Format the lines of the records below, from the line with "Would you mind marking the shingled" through the final line of the records, as a JSON list of strings with one string per line and blank lines omitted.

Dataset records on object pointing
▬▬▬

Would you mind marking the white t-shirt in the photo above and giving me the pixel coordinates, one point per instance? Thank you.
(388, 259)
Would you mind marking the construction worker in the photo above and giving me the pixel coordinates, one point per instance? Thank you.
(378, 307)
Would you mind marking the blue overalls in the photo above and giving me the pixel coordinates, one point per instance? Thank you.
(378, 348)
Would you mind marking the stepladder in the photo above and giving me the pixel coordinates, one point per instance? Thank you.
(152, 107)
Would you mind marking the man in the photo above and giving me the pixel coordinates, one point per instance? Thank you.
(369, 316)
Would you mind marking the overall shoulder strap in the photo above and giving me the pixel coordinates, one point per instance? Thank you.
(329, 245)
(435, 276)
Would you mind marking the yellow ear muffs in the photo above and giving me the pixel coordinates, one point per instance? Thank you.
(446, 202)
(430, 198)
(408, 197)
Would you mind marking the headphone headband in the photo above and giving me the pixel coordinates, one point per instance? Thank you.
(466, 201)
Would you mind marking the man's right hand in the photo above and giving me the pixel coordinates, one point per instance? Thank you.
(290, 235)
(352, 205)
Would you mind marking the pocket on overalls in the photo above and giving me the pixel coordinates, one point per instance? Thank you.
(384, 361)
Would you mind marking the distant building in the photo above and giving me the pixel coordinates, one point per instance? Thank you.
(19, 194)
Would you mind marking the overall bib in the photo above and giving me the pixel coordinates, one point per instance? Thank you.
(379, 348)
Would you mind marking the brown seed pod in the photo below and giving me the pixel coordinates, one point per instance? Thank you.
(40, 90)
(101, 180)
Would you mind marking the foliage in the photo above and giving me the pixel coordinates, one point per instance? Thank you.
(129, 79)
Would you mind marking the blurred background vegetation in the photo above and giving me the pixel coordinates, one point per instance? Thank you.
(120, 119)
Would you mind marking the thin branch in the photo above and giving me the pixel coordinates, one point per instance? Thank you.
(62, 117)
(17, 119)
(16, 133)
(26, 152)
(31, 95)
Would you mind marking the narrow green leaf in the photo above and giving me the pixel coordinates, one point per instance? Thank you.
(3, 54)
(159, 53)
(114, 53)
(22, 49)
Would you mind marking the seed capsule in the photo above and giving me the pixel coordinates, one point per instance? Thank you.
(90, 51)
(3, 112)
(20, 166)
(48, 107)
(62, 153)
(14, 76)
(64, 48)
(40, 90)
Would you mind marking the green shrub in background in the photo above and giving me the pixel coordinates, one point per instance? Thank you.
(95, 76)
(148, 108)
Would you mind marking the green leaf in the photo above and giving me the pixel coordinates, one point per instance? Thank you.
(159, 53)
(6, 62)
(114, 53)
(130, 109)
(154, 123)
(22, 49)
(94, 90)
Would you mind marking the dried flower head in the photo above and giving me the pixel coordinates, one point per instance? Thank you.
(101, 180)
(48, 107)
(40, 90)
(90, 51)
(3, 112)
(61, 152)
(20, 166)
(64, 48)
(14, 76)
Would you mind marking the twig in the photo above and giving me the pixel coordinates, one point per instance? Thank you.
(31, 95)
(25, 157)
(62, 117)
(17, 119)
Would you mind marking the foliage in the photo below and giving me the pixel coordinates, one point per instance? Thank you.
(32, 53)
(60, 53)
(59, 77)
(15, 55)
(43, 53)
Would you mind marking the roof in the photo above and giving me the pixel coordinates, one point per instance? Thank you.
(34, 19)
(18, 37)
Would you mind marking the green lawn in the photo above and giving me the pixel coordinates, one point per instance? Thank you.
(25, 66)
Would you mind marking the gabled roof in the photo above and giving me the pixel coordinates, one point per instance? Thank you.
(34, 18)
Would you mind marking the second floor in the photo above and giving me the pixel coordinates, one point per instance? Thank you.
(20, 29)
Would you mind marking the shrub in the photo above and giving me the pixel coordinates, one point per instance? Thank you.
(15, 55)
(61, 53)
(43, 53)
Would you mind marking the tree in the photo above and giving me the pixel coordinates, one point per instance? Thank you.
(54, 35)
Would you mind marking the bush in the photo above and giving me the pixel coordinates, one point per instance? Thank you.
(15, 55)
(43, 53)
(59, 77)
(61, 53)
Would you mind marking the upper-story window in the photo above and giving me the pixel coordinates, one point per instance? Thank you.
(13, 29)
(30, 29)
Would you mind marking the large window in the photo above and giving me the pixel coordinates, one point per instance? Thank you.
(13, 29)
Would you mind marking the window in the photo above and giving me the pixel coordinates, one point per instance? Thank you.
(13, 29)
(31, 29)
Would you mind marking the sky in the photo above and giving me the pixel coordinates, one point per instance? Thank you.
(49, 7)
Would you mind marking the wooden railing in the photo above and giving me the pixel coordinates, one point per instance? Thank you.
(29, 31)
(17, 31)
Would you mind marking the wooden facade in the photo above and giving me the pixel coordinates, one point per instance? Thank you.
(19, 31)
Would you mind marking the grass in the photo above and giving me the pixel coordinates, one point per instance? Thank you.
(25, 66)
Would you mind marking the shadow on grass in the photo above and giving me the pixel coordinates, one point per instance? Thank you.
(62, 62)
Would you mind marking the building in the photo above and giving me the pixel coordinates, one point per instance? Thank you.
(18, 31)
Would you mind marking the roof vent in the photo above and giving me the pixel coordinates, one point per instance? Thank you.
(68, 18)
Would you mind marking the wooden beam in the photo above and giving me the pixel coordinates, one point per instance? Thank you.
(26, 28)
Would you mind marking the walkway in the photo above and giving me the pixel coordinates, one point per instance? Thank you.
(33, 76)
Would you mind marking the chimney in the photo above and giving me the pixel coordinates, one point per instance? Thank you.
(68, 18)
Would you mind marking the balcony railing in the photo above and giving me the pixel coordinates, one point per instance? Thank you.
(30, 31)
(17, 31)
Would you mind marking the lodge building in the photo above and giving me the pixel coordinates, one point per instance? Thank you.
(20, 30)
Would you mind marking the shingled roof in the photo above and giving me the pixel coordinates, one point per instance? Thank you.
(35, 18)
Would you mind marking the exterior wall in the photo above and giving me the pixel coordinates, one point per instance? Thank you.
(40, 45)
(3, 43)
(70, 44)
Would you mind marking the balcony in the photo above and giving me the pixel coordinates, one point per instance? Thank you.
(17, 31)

▬▬▬

* **EXERCISE SOLUTION**
[
  "Would you mind marking the shingled roof in the photo above and giving me the pixel coordinates, one point per instance? Thank you.",
  "(35, 18)",
  "Would you mind marking the exterior wall in the photo above and giving me the pixel coordinates, one point per instance? Thank you.",
  "(40, 45)",
  "(3, 43)",
  "(70, 44)",
  "Would you mind marking the balcony in the photo above and giving me the pixel coordinates, one point per instance? Thank you.",
  "(17, 31)"
]